Aaron L. Greenberg
Is a long life actually a better experience than a short one? Unlike his seventeenth-century contemporaries, who assumed that life gets qualitatively worse the longer it lasts, Francis Bacon proposed in The History Naturall And Experimentall, of Life and Death, Or of the Prolongation of Life (Latin 1623; English 1638) that longer life can be qualitatively better than shorter life. This paradigm of longevity, I argue, constituted a new scientific worldview: the question became not what kinds or ways of life are good, but rather what kinds or ways of life are good for long life. While modes of evaluating life became progressively medicalized and politicized in seventeenth-century England, they continued to be shaped by the theological and ethical traditions from which they emerged.
Bacon reorganized sociopolitical structures by reconceiving human life as an embodied thing in the world, subject to the influences of history, environment, nationality, individual lifestyle, and medical technology. Remarkably, the two most frequent words in The History of Life and Death are “living” and “bodies.” Instead of the ostensibly disembodied rational faculty–which orthodoxy traditionally used to characterize human beings–Bacon shifted focus to the embodied nutritive life shared by humans, animals, and plants according to Aristotle’s tripartite division. Bacon’s new science accordingly called for “a two-fold search…considering mans body as livelesse and unnourished; and as living, and nourished.” Synonymous with vegetative life, nutritive life names “the originative power the possession of which leads us to speak of things as living at all.” The nutritive focus of Bacon’s new science of life-prolongation may appear myopic in light of the subsequent history of persistent vegetative states, but as Giorgio Agamben has remarked, the isolation of nutritive life “constitutes in every sense a fundamental event for Western science” that enabled advances in modern medicine and surgery.

**Recorded data:**

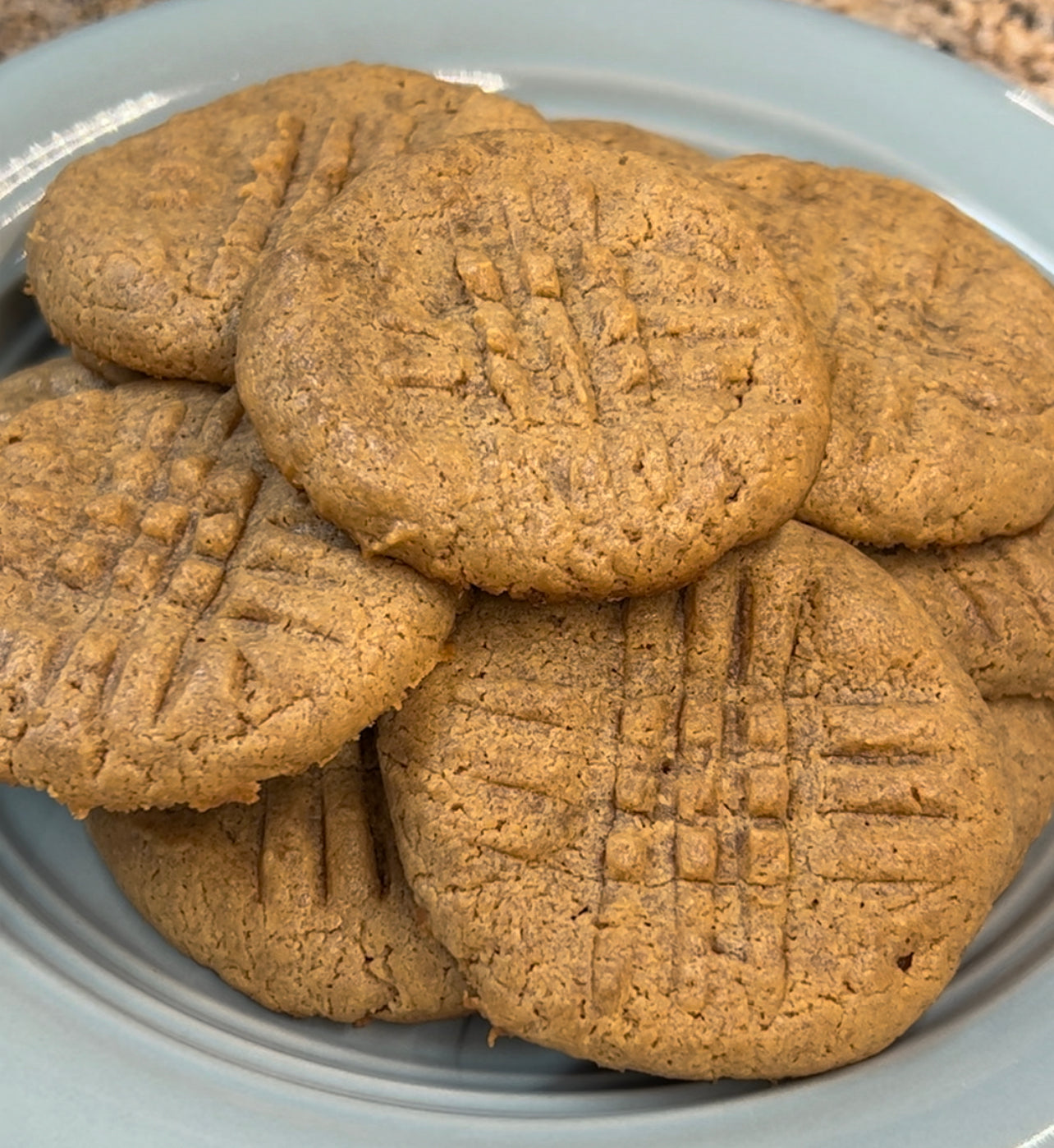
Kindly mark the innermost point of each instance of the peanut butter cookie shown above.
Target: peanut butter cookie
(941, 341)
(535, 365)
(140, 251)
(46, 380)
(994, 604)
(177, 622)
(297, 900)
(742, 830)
...
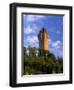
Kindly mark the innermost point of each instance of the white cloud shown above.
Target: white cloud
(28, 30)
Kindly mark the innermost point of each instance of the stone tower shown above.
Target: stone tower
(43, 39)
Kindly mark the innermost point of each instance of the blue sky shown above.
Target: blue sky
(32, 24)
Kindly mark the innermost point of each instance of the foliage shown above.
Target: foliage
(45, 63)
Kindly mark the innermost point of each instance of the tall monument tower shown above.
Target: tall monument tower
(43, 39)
--
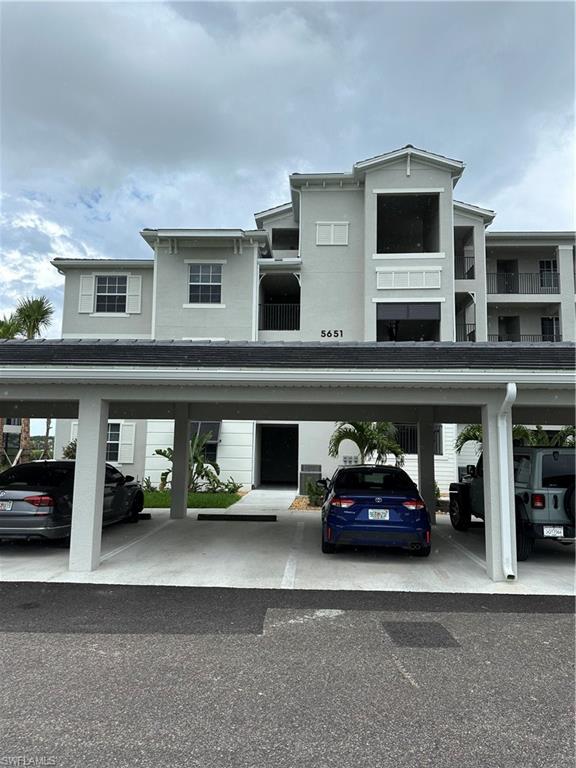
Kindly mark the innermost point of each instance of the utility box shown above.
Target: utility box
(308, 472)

**Work request:**
Reproduce the passage on Francis Bacon and long life word for word, from "Aaron L. Greenberg" to "which they emerged.".

**Exercise output:**
Aaron L. Greenberg
Is a long life actually a better experience than a short one? Unlike his seventeenth-century contemporaries, who assumed that life gets qualitatively worse the longer it lasts, Francis Bacon proposed in The History Naturall And Experimentall, of Life and Death, Or of the Prolongation of Life (Latin 1623; English 1638) that longer life can be qualitatively better than shorter life. This paradigm of longevity, I argue, constituted a new scientific worldview: the question became not what kinds or ways of life are good, but rather what kinds or ways of life are good for long life. While modes of evaluating life became progressively medicalized and politicized in seventeenth-century England, they continued to be shaped by the theological and ethical traditions from which they emerged.